==== Dataset ====

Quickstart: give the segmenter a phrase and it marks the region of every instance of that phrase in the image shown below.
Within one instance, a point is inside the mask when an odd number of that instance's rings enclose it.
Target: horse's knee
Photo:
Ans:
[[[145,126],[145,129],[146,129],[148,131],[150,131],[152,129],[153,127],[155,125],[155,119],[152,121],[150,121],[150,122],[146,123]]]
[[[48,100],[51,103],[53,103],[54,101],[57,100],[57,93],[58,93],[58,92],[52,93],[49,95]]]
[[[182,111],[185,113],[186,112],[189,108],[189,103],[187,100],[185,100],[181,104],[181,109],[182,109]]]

====

### Stated exercise
Can you recast all the lines above as a Markdown table with the columns Row and Line, numbering each row and leaving out any blank lines?

### Result for this exercise
| Row | Line |
|---|---|
| 1 | Quickstart: give the segmenter a phrase and it marks the region of every instance of that phrase in the image shown below. |
| 2 | Within one instance, a point is inside the mask when an odd number of that instance's rings enclose it. |
| 3 | Target: horse's knee |
| 4 | Photo: |
| 5 | Ans: |
| 6 | [[[145,126],[145,129],[146,129],[148,131],[150,131],[152,129],[153,127],[155,125],[155,119],[152,121],[150,121],[150,122],[146,123]]] |
| 7 | [[[48,100],[51,103],[53,103],[54,101],[57,100],[57,93],[58,93],[58,92],[52,93],[49,95]]] |
| 8 | [[[182,111],[185,113],[186,112],[189,108],[189,103],[187,100],[185,100],[181,104],[181,109],[182,109]]] |